→ TASK DETAILS
Please copy out the records that follow exactly as they stand.

→ AVAILABLE DATA
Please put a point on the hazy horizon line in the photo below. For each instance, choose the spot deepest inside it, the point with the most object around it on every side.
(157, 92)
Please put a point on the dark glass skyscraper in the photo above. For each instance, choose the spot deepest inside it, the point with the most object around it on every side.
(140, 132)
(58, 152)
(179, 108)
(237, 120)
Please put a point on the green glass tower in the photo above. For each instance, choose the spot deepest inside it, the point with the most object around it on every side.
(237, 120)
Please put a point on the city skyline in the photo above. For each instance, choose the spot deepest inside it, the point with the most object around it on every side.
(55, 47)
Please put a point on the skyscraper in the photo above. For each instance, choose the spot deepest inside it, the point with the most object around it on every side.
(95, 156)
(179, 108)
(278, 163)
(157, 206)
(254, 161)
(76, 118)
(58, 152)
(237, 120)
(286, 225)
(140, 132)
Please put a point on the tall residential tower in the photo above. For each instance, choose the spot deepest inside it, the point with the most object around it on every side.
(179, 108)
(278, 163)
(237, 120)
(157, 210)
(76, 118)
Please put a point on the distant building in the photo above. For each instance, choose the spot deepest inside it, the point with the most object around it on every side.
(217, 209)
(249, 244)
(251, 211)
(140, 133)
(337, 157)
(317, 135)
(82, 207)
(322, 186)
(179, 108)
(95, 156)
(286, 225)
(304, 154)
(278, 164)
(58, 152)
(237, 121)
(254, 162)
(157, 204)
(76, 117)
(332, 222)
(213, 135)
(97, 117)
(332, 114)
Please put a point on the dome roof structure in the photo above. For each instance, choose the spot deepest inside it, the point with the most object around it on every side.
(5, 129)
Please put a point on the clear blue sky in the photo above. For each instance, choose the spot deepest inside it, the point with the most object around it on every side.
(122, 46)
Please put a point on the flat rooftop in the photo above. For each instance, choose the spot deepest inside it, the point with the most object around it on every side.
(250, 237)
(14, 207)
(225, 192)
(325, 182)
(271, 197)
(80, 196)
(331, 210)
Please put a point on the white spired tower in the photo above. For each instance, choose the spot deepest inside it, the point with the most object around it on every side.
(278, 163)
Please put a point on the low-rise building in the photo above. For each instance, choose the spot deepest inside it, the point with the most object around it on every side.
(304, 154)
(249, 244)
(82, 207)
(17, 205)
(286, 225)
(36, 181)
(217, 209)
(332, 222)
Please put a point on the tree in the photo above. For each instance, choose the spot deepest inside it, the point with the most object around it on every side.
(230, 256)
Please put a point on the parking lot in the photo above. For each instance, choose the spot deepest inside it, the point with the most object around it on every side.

→ YOUR RESPONSE
Please put a point on the hazy horizon line in the photo below. For each instance, choose the spot deepest inside it, the point with the most object around it on every side.
(157, 92)
Please put a point on the dark glass skyscraper in the photo above. For each instance, choose the spot deepest inside it, the point with the most object around it on every side.
(140, 132)
(58, 152)
(179, 108)
(237, 120)
Please put a point on the green glass tower in the photo above. For each instance, choose the spot deepest inside it, the point with the most object around it on every side.
(237, 120)
Please put a point on the city skyline in the photo above. For each instance, choose the spot deepest inside it, the point with the most object around it on every side.
(55, 47)
Please put a point on the skyscraper in the photo above. For each instance, choose the spot deepest inside it, the point with the most object around it on every side.
(95, 156)
(179, 108)
(278, 163)
(157, 206)
(254, 161)
(76, 118)
(58, 152)
(237, 120)
(286, 225)
(140, 132)
Please put a point on the tall residential tower in the photo above. For each instance, choose the spot deepest inside it, the point with the most object around it on every side.
(179, 108)
(278, 163)
(237, 120)
(157, 210)
(76, 118)
Please put a point on the distant building in the photo above. For each instance, choose the spot deepest inside it, the point with the most object around it on every side.
(217, 209)
(249, 244)
(251, 211)
(140, 133)
(337, 157)
(317, 135)
(82, 207)
(322, 186)
(179, 108)
(95, 156)
(286, 225)
(304, 154)
(278, 164)
(58, 152)
(237, 121)
(254, 162)
(157, 204)
(76, 117)
(332, 222)
(213, 135)
(97, 117)
(332, 114)
Please put a point on the dome roof structure in the photo above. For each instance, choose the spot deepest inside it, the point with the most object around it on every side.
(5, 129)
Please put a point on the clear blue sky in the photo above. For each instance, choose the spot deepest inside it, the point with the most object around it on every side.
(122, 46)
Please put a point on the flat rooftop in the photo above. For each instance, choose the spot deepest inside it, the point with the most object around it on every side.
(250, 237)
(14, 207)
(225, 192)
(325, 182)
(271, 197)
(80, 196)
(331, 210)
Please put a point on the white spired tower in the photo above. For each instance, choose the spot deepest inside it, the point with the most object around it on every side.
(278, 163)
Please put a point on the low-rise building in the photo above. For each instance, choose the spot deepest inside it, the point with the most object around it on every side.
(304, 154)
(249, 244)
(82, 207)
(17, 205)
(286, 225)
(36, 181)
(217, 209)
(332, 222)
Please put a point on the tree in the photo above. For each instance, choose the spot deepest inside it, the point with the most object around it on every side.
(230, 256)
Please put a point on the parking lot in the photo above. For each instance, choose the spot deepest inside it, the point with the most object around it on every side.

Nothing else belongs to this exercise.